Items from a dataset
____________________

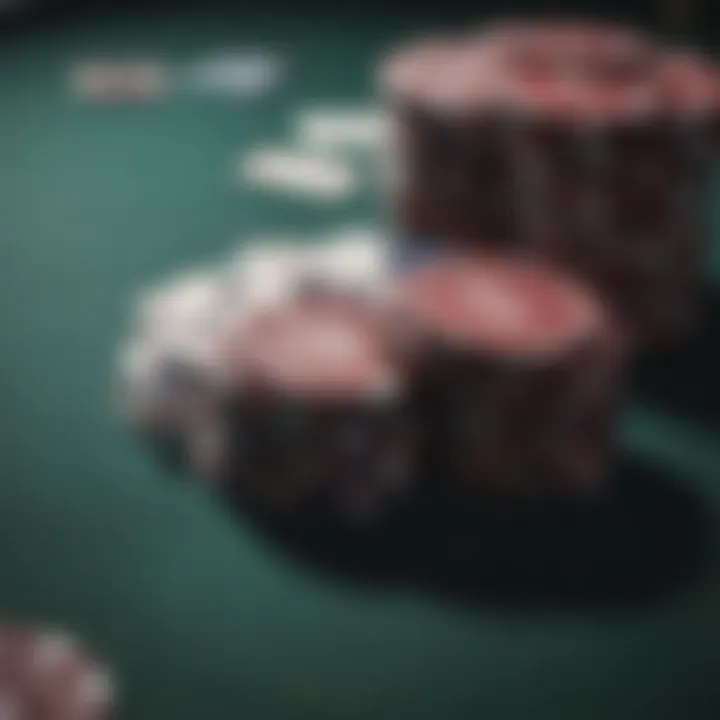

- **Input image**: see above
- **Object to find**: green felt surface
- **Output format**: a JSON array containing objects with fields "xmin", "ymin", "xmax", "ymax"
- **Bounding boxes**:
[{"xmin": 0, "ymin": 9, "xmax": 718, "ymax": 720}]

____________________

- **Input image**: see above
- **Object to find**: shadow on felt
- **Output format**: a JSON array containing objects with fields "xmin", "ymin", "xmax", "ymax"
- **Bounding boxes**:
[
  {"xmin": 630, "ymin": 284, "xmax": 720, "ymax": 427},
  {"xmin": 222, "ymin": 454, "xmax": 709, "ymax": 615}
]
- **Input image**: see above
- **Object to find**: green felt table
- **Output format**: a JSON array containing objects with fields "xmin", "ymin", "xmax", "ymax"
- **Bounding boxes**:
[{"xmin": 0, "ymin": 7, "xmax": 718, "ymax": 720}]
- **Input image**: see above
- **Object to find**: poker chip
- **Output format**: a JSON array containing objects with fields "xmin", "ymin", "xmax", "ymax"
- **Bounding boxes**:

____________________

Exercise = The lines holding the word "find" are the answer. Pull them out of the records and copy them.

Output of the task =
- **Object to find**: green felt surface
- **Object to find**: shadow on felt
- **Object to find**: green felt table
- **Object to find**: poker chip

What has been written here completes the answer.